* **What you have to do**
Rewrite the entries from the first line through the line that contains "159 679 L 181", replacing "tree trunk" with "tree stump" and leaving everything else as it stands. Give only those lines.

** START Material for this task **

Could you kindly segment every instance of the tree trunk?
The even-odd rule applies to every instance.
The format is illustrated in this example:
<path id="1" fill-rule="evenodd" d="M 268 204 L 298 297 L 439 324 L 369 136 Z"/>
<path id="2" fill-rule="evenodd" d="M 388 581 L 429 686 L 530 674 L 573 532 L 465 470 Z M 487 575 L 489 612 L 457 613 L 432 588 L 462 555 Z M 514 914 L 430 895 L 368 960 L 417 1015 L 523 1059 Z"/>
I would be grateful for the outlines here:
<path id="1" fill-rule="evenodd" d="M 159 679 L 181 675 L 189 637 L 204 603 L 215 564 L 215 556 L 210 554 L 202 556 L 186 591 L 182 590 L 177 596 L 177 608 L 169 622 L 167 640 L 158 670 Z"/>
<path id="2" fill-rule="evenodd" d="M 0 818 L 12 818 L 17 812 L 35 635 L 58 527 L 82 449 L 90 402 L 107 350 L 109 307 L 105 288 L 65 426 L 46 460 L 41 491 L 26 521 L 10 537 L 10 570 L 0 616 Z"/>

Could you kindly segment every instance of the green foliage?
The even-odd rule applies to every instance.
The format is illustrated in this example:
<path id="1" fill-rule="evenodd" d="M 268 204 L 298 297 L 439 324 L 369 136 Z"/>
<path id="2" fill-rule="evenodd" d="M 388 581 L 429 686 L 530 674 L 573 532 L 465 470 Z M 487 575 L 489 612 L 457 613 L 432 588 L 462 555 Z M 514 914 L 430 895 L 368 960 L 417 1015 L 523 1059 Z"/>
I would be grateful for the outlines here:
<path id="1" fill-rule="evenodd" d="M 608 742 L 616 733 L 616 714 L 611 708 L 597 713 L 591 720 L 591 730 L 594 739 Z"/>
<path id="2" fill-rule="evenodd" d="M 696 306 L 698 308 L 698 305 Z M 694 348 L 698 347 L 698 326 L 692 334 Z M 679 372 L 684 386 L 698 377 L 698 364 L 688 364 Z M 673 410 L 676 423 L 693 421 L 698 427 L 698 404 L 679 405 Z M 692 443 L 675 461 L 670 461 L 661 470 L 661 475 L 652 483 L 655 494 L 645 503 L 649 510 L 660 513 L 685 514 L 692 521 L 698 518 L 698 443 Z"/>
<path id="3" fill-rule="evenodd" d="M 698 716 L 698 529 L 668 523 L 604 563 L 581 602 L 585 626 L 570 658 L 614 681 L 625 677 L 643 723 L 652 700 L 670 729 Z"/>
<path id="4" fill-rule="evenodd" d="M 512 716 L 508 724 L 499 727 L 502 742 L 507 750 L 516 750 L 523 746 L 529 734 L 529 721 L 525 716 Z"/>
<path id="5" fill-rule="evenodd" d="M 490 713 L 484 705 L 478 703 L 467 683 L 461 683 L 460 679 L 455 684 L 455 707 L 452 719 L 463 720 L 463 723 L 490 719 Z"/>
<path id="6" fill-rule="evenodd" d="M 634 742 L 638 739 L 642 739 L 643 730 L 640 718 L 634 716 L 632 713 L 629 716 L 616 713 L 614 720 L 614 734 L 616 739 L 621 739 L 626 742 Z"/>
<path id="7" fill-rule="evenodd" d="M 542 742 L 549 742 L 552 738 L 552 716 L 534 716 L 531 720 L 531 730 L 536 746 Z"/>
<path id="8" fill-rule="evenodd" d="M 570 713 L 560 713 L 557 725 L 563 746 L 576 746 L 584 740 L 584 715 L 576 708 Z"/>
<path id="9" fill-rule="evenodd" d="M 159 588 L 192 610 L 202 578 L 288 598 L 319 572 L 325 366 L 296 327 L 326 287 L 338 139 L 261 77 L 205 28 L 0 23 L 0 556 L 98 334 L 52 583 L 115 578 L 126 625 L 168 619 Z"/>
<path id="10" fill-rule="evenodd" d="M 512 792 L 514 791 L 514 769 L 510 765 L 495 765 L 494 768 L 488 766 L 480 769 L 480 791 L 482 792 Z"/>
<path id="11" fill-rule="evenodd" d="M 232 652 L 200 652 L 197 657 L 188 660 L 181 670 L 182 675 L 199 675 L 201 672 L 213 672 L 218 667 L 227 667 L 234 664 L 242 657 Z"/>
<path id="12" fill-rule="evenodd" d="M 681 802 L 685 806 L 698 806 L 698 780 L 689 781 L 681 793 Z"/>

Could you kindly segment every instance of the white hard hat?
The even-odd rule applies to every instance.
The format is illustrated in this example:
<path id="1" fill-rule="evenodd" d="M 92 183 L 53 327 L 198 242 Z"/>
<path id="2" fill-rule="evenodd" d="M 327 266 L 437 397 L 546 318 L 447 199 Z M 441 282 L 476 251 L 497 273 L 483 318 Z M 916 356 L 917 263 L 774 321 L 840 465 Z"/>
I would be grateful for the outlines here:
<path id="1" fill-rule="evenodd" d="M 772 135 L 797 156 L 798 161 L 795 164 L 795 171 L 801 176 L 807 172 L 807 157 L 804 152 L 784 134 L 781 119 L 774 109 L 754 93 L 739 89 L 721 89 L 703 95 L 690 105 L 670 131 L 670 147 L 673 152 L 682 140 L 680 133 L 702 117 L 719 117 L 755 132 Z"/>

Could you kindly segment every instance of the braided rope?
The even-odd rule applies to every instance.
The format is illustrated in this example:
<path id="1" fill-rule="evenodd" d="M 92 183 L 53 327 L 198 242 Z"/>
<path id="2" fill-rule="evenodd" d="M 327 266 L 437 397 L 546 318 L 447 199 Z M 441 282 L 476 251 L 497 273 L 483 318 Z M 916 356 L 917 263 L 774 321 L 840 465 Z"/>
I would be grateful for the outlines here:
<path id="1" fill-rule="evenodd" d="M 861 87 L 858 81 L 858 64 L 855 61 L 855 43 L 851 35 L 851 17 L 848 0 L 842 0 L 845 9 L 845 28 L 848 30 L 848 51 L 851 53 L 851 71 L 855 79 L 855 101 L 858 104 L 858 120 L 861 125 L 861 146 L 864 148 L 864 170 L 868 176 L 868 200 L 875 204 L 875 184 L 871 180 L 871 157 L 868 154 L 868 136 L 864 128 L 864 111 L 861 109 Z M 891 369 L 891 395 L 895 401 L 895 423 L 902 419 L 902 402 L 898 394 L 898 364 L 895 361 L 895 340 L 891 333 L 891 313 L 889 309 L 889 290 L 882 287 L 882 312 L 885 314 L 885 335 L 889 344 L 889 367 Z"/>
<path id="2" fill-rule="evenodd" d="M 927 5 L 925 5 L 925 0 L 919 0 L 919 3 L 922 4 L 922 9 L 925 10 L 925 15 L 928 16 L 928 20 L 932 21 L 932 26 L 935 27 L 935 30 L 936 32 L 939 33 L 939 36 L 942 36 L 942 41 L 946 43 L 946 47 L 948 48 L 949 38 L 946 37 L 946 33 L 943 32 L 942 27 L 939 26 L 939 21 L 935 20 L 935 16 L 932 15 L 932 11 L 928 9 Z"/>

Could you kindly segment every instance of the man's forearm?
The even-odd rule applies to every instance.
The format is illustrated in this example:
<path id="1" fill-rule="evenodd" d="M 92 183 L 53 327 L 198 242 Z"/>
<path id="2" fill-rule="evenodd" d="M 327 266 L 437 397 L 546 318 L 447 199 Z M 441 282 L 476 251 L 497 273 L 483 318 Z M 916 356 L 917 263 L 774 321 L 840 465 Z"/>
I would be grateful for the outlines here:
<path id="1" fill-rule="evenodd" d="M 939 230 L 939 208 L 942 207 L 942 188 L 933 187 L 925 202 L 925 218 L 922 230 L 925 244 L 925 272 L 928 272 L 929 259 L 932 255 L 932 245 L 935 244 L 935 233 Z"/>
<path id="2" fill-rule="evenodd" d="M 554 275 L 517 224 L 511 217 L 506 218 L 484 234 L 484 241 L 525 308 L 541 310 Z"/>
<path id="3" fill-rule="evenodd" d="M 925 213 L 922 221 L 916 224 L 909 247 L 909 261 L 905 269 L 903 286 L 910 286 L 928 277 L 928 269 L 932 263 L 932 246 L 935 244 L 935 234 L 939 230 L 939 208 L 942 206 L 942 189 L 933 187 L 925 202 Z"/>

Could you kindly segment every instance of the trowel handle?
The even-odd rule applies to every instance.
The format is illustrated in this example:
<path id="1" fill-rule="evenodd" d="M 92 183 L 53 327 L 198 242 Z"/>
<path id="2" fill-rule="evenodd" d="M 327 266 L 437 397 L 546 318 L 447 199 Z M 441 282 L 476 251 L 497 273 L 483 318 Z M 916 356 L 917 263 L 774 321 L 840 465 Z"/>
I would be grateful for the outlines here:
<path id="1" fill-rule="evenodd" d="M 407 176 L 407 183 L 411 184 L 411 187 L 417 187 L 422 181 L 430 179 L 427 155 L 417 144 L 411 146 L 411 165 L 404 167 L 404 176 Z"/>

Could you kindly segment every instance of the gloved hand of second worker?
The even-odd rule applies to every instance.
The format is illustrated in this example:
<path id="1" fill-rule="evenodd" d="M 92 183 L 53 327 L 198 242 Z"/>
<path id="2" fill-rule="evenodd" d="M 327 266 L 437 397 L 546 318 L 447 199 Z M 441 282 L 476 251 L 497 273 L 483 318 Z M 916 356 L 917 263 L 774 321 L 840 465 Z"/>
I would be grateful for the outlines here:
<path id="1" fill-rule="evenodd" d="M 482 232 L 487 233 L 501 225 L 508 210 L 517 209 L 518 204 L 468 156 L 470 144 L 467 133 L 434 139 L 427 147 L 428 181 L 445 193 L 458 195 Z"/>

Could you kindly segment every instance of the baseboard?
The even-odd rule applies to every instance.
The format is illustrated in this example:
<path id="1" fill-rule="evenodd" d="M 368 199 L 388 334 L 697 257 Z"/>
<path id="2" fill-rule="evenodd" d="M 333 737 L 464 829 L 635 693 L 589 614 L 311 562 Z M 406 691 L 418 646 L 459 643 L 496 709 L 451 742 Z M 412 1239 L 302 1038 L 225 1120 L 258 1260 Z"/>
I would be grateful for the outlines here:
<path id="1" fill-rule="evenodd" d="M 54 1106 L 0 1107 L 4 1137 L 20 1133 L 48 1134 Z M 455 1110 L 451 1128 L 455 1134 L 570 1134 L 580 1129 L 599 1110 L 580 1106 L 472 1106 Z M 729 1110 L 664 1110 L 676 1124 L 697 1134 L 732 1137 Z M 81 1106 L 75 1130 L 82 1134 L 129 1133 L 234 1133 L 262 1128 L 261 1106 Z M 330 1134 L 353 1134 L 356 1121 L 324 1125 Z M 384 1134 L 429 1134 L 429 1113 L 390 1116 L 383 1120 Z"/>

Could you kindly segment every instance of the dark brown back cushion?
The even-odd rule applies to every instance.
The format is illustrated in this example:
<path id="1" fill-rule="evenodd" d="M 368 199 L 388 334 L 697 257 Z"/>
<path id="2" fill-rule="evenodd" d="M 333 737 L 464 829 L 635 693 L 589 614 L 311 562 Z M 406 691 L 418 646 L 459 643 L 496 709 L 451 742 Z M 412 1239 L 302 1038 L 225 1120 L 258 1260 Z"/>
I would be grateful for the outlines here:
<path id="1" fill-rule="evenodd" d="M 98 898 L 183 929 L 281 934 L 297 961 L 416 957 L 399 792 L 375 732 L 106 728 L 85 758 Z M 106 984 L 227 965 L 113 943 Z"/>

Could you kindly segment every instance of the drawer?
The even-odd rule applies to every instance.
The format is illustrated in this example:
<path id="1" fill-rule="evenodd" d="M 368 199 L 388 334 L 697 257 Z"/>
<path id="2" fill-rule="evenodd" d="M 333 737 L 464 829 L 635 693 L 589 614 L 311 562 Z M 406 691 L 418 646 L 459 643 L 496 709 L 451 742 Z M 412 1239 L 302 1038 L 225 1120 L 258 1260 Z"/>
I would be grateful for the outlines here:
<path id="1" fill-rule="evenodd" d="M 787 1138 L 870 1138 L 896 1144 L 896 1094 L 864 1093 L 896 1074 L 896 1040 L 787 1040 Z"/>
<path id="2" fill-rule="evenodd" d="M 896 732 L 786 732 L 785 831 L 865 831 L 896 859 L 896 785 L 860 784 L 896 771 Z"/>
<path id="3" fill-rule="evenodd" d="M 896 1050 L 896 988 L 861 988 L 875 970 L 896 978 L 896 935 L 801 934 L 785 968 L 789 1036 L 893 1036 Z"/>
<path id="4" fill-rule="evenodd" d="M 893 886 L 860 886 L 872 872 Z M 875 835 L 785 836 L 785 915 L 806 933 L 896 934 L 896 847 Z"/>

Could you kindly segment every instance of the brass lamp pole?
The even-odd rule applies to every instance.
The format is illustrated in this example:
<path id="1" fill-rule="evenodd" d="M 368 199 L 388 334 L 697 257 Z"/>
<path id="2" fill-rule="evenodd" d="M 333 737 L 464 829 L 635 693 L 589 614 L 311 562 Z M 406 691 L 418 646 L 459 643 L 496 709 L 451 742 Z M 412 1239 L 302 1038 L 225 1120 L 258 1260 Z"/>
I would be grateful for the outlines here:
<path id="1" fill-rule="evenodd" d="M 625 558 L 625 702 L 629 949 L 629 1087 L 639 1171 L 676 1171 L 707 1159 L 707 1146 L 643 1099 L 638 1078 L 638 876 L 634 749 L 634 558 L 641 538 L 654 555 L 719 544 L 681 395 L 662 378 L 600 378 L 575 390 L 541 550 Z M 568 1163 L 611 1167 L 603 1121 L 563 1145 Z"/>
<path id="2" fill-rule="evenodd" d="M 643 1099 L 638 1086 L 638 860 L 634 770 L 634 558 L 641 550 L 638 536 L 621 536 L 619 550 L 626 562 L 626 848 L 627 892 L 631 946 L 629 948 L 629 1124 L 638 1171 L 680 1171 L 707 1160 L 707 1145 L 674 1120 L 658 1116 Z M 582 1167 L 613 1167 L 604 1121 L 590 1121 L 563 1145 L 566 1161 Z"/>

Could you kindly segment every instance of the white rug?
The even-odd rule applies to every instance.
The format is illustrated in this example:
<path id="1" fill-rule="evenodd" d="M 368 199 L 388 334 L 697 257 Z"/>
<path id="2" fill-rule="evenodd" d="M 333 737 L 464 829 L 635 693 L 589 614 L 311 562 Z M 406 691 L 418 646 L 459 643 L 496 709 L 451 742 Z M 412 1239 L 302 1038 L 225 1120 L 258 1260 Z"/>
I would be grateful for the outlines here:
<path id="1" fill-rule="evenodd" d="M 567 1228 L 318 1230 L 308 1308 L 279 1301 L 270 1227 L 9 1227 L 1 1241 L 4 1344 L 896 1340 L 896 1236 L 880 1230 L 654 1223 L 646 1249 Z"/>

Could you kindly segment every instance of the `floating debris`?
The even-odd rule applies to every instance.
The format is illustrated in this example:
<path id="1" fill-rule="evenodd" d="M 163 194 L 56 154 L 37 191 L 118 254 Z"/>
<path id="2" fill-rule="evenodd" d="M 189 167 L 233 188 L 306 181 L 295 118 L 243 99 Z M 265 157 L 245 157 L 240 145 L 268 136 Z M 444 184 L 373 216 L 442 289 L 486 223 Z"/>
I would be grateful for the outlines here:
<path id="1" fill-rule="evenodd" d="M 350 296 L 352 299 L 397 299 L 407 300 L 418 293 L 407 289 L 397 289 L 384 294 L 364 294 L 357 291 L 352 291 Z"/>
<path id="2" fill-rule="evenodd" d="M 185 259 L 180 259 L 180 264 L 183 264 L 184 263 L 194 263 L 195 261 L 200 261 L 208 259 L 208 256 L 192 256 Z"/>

** END Material for this task **

* **Solution to the problem**
Could you kindly segment every instance of the tree stump?
The even-odd rule applies to every instance.
The format is illustrated in this example:
<path id="1" fill-rule="evenodd" d="M 268 204 L 298 297 L 439 324 L 369 136 Z"/>
<path id="2" fill-rule="evenodd" d="M 388 581 L 429 686 L 530 674 L 573 532 L 465 470 Z M 487 575 L 489 612 L 457 613 L 432 588 L 462 555 Z M 514 914 L 430 895 L 368 960 L 417 1015 L 523 1059 Z"/>
I would be grateful for the outlines here:
<path id="1" fill-rule="evenodd" d="M 159 679 L 181 675 L 189 637 L 204 603 L 215 564 L 215 556 L 210 554 L 202 556 L 186 591 L 182 590 L 177 596 L 177 608 L 169 622 L 167 640 L 158 670 Z"/>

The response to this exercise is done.